WHAT THE EXERCISE ASKS:
Please retype each record exactly as it stands below.

DATA UNDER STUDY:
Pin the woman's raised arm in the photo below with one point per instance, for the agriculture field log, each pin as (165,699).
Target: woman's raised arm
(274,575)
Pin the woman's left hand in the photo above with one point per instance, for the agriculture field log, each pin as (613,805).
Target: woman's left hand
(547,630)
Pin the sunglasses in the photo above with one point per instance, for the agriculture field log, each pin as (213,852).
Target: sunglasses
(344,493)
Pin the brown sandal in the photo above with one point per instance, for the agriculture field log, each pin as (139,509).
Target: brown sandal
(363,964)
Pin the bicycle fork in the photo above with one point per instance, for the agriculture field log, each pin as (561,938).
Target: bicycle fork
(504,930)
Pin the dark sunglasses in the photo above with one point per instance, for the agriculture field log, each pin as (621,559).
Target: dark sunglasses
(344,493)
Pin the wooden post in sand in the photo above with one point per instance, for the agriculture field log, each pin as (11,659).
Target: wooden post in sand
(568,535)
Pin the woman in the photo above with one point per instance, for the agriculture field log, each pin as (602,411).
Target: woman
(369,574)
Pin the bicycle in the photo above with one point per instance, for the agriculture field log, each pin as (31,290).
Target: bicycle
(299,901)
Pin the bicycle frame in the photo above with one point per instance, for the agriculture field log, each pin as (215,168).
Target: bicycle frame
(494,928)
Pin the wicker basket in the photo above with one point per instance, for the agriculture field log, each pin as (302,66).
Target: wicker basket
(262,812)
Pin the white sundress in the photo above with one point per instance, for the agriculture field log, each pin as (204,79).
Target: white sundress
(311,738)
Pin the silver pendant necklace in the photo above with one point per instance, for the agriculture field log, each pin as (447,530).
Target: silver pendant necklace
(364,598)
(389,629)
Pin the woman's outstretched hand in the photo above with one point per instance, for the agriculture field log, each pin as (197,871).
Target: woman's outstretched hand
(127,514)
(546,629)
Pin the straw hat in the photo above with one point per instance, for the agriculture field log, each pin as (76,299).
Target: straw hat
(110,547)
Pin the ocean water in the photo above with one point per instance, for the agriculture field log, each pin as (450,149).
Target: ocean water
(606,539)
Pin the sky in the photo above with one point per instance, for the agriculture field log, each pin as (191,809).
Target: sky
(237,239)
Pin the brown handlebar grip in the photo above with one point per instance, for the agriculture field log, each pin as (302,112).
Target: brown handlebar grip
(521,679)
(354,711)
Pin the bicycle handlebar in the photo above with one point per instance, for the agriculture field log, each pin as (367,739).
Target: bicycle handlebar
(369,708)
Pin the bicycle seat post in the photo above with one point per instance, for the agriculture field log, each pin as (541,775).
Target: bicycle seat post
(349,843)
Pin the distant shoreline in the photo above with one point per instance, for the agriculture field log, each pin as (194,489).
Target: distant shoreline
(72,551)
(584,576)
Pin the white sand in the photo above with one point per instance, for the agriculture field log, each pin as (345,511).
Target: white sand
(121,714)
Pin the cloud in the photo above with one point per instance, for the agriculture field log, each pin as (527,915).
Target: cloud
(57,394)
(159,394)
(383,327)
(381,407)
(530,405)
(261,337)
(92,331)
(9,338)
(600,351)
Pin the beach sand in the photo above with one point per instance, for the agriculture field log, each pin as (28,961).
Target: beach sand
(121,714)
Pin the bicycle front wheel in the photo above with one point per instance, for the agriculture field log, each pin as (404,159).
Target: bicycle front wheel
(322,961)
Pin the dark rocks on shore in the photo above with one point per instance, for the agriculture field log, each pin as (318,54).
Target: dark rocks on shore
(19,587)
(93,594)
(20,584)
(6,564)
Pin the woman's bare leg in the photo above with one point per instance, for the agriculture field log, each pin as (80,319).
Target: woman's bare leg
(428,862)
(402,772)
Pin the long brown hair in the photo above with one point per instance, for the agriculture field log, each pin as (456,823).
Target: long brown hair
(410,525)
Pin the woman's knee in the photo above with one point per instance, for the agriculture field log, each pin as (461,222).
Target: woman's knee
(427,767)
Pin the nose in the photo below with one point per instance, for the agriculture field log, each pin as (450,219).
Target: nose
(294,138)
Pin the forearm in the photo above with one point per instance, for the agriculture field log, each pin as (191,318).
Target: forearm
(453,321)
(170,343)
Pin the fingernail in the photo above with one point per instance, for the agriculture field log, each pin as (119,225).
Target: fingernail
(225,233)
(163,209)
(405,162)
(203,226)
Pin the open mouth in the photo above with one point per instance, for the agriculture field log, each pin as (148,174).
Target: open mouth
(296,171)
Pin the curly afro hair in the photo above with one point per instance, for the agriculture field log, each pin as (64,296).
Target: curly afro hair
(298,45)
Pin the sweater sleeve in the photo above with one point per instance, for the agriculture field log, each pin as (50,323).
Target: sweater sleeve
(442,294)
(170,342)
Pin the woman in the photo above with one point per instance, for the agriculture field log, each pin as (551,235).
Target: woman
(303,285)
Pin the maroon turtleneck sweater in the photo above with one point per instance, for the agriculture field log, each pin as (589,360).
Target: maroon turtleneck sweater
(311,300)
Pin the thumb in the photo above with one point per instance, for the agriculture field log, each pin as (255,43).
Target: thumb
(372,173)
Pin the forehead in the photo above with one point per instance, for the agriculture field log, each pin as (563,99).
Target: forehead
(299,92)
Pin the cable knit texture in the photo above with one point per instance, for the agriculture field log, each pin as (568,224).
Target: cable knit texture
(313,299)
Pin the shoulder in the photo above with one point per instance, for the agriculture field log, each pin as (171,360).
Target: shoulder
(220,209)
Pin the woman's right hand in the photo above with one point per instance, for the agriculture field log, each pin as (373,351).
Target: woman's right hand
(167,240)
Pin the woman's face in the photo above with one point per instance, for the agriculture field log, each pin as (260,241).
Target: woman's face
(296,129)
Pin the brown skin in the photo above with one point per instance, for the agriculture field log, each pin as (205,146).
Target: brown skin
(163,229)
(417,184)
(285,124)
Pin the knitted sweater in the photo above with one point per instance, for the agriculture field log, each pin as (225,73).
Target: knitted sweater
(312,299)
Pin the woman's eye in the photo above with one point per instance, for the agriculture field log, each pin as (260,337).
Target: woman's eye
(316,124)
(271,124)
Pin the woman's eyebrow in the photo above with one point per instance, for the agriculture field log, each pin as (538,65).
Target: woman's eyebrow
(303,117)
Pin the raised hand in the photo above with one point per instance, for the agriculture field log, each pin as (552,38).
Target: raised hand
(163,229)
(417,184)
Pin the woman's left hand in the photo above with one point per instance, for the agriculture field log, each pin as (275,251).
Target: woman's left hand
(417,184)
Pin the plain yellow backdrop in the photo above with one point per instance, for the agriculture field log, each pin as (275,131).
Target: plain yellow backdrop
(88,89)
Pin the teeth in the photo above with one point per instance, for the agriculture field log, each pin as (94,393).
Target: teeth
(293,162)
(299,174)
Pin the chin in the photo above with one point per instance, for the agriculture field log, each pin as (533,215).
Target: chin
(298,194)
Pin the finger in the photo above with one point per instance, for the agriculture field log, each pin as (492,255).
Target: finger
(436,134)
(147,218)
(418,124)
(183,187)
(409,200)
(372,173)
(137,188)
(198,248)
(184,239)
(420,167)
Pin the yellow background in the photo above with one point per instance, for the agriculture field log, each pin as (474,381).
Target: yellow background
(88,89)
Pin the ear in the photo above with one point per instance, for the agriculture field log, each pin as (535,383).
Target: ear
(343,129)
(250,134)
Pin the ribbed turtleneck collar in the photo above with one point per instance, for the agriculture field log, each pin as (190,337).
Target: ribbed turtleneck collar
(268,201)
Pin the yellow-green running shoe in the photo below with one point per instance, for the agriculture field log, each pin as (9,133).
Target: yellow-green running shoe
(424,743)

FINISHED EXERCISE:
Pin the woman's raised arm in the photo below with one point per instance, for the agriculture field log, each pin as (165,699).
Target: woman's raised arm
(274,575)
Pin the woman's left hand in the photo above with one point per instance, for the agriculture field log, each pin as (613,805).
Target: woman's left hand
(547,630)
Pin the sunglasses in the photo above with one point per instance, for the agriculture field log, each pin as (213,852).
Target: sunglasses
(344,493)
Pin the brown sandal in the photo above with one point per instance, for the agriculture field log, each pin as (139,509).
Target: brown sandal
(363,964)
Pin the bicycle fork in the photo above with one point per instance, for the agriculture field log, each pin as (561,938).
Target: bicycle fork
(504,930)
Pin the dark sunglasses in the photo above with one point per instance, for the agriculture field log, each pin as (621,559).
Target: dark sunglasses
(344,493)
Pin the wooden post in sand in the photo above with one point per instance, for the agriculture field log, each pin as (11,659).
Target: wooden post in sand
(568,535)
Pin the woman in the photo above with one point per instance, for the agriculture field log, each pin as (602,411).
Target: woman
(369,574)
Pin the bicycle in the photo above with one point per instance, for the agriculture field log, each pin as (31,290).
Target: bicycle
(299,901)
Pin the bicycle frame in the photo above with one point per instance, for the agriculture field log, each pin as (215,168).
Target: bicycle frame
(494,928)
Pin the wicker basket in the photo above with one point per instance, for the agriculture field log, each pin as (302,66).
Target: wicker basket
(262,812)
Pin the white sundress in the photo above with one point per instance, for the agriculture field log, each pin as (204,79).
Target: white sundress
(311,738)
Pin the silver pendant necklace in the photo above with one point per instance, for the agriculture field log, each pin as (447,530).
Target: silver pendant necklace
(364,598)
(389,629)
Pin the woman's outstretched hand in the photo above with one point per instance, for the agriculture field log, each pin as (197,871).
Target: woman's outstretched hand
(127,514)
(546,629)
Pin the straw hat in the photo above with one point per instance, for the agriculture field log, each pin as (76,299).
Target: straw hat
(110,547)
Pin the ocean water in the photo above with one point per instance, for the agriculture field log, each pin as (450,149).
Target: ocean water
(606,539)
Pin the sky in the photo above with one point per instance, for the agriculture field log, each pin as (191,809).
Target: sky
(237,239)
Pin the brown handlebar grip in the photo above with one point per instance, for the agriculture field log, each pin as (302,112).
Target: brown handlebar grip
(521,679)
(354,711)
Pin the bicycle handlebar in the photo above with one point per instance, for the agriculture field log, each pin as (367,739).
Target: bicycle handlebar
(369,708)
Pin the bicycle seat post in the photo above with one point per instance, for the agriculture field log, each pin as (541,775).
Target: bicycle seat post
(349,843)
Pin the distant shoreline in the photo above with one point per instance, for the agriculture field log, each pin as (194,489).
Target: distant shoreline
(72,551)
(584,576)
Pin the white sand in the photo above with one point per instance, for the agriculture field log, each pin as (345,511).
Target: white sand
(121,714)
Pin the cloud in the photo above with one point per instance, for the agriculture field log, each pin as (527,915).
Target: cloud
(57,394)
(159,394)
(383,327)
(381,407)
(530,405)
(261,337)
(92,331)
(9,338)
(600,351)
Pin the beach sand in the photo above with one point per instance, for the agriculture field log, each pin as (28,961).
Target: beach sand
(121,714)
Pin the bicycle front wheel in the photo above with one point per instance, for the agriculture field log, each pin as (404,159).
Target: bicycle front wheel
(322,961)
Pin the dark rocks on shore in the photo above with one point per instance, for the agriculture field log, each pin as (318,54).
Target: dark rocks on shore
(19,587)
(93,594)
(20,584)
(6,564)
Pin the woman's bare leg in the photo above with one point per instance, for the agriculture field log, each pin as (80,319).
Target: woman's bare leg
(428,862)
(402,772)
Pin the long brown hair in the photo above with one point per instance, for the agriculture field log, each pin as (456,823).
Target: long brown hair
(410,525)
Pin the woman's knee in the photo above with one point per instance, for the agriculture field log, each pin as (461,222).
Target: woman's knee
(427,767)
Pin the nose in the photo below with one point per instance, for the agriculture field log, each pin as (450,219).
Target: nose
(294,138)
Pin the forearm in the photo above with one point per instance, for the agriculture field log, each pin as (191,318).
Target: forearm
(453,321)
(170,343)
Pin the fingernail in the photo above with one point per instance, for the agriculture field log, each pin as (119,225).
Target: fingernail
(225,233)
(163,209)
(405,162)
(203,226)
Pin the open mouth in the photo above with one point per instance, for the agriculture field log, each pin as (148,174).
Target: open mouth
(296,171)
Pin the curly afro hair in the photo above with one point per instance, for the agriculture field log, each pin as (64,296).
Target: curly afro hair
(298,45)
Pin the sweater sleeve in the photo above with one point per instance, for the agriculture field log, each pin as (50,323).
Target: sweater sleeve
(442,294)
(170,342)
Pin the woman in the photo above with one point per instance, for the agriculture field log, each pin as (551,235).
Target: woman
(303,285)
Pin the maroon turtleneck sweater in the photo above with one point per instance, for the agriculture field log, each pin as (589,360).
Target: maroon turtleneck sweater
(311,300)
Pin the thumb in the photo above with one point per instance, for the agriculture field log, each pin as (255,43).
Target: thumb
(372,173)
Pin the forehead in the photo above with one point per instance, for the agriculture field log, each pin as (563,99).
Target: forehead
(299,92)
Pin the cable knit texture in the photo above with one point per instance, for the agriculture field log, each pin as (568,224).
Target: cable knit texture
(313,299)
Pin the shoulder in the photo above with one point per instance, for the agriculture field log, each pin as (171,360).
Target: shoulder
(220,209)
Pin the woman's right hand in the photo above with one point per instance, for the agriculture field log, each pin as (373,351).
Target: woman's right hand
(167,240)
Pin the woman's face in the photo above with one point per instance, for the agriculture field log, each pin as (260,241).
Target: woman's face
(296,129)
Pin the brown skin in the photo above with one point per instance, for the agriculture field log, each pin as (205,146).
Target: brown skin
(163,229)
(417,184)
(285,124)
Pin the knitted sweater in the photo above with one point per instance, for the agriculture field log, each pin as (225,73).
Target: knitted sweater
(312,299)
Pin the woman's eye in the photo above with one point per instance, for the agriculture field log, each pin as (260,337).
Target: woman's eye
(316,124)
(271,124)
Pin the woman's eyebrow in the photo above with one point per instance, for the agriculture field log, each pin as (538,65).
Target: woman's eyebrow
(303,117)
Pin the raised hand in the photo above with one point per instance, for the agriculture field log, each pin as (552,38).
Target: raised hand
(163,229)
(417,184)
Pin the woman's left hand in the photo above with one point per instance, for the agriculture field log, each pin as (275,251).
Target: woman's left hand
(417,184)
Pin the plain yellow backdrop in the photo above with one point per instance, for the agriculture field log, each pin as (275,131).
Target: plain yellow backdrop
(88,89)
Pin the teeth in the photo above with one point per instance, for the agriculture field log, each pin as (94,393).
Target: teeth
(293,162)
(299,174)
Pin the chin in the photo above with one point per instance, for the agriculture field log, each pin as (533,215).
Target: chin
(298,194)
Pin the finger in the photo above with one point per instance, for the agriculture field log, each pin as (492,255).
Target: finger
(436,134)
(147,218)
(418,124)
(183,187)
(409,200)
(372,173)
(137,188)
(198,248)
(184,239)
(420,167)
Pin the yellow background in the photo above with one point per instance, for the agriculture field log, each pin as (474,381).
Target: yellow background
(88,89)
Pin the ear in the photo above with one point per instance, for the agriculture field log, each pin as (535,383).
Target: ear
(343,129)
(250,134)
Pin the ribbed turtleneck collar in the photo above with one point per instance, for the agriculture field log, each pin as (190,337).
Target: ribbed turtleneck collar
(268,201)
Pin the yellow-green running shoe in the photo below with one point per instance, for the agriculture field log, each pin as (9,133).
Target: yellow-green running shoe
(424,743)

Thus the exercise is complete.